:: WHAT TO WORK ON ::
Reproduce the passage of the text on batteries that breathe from "Researchers from the" up to and including "from the air.", substituting "cathode" for "biocathode".
Segment Start: GIVEN TEXT
Tag Archives: battery that breathes

Batteries that breathe

Researchers at the Polish Academy of Sciences Institute of Physical Chemistry have constructed a biobattery that breathes. The device could be used in medication applications as the researchers note in the Mar. 7, 2013 news release on EurekAlert,

People are increasingly taking advantage of devices supporting various functions of our bodies. Today they include cardiac pacemakers or hearing aids; tomorrow it will be contact lenses with automatically changing focal length or computer-controlled displays generating images directly in the eye. None of these devices will work if not coupled to an efficient and long-lasting power supply source. The best solution seems to be miniaturised biofuel cells consuming substances naturally occurring in human body or in its direct surrounding.

Researchers from the Institute of Physical Chemistry of the Polish Academy of Sciences (IPC PAS) in Warsaw developed an efficient electrode for the use in construction of biofuel cells or zinc-oxygen biobatteries. After installation in a cell, the new biocathode generates a voltage, during many hours, that is higher than that obtained in existing power sources of similar design. The most interesting is that the device is air-breathing: it works at full efficiency when it can take oxygen directly from the air.
Segment End: GIVEN TEXT
Segment Start: STORED DATA
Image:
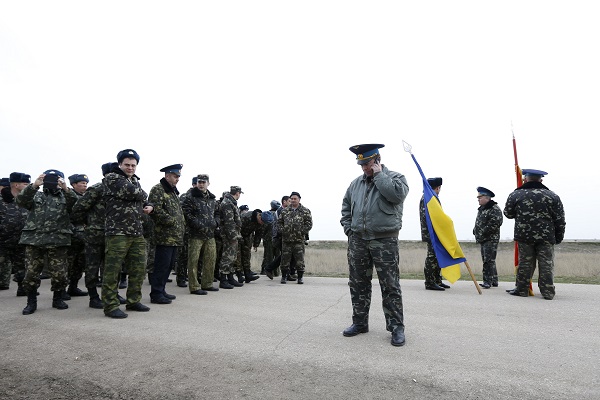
Segment End: STORED DATA
:: REPLY ::
Researchers from the Institute of Physical Chemistry of the Polish Academy of Sciences (IPC PAS) in Warsaw developed an efficient electrode for the use in construction of biofuel cells or zinc-oxygen biobatteries. After installation in a cell, the new cathode generates a voltage, during many hours, that is higher than that obtained in existing power sources of similar design. The most interesting is that the device is air-breathing: it works at full efficiency when it can take oxygen directly from the air.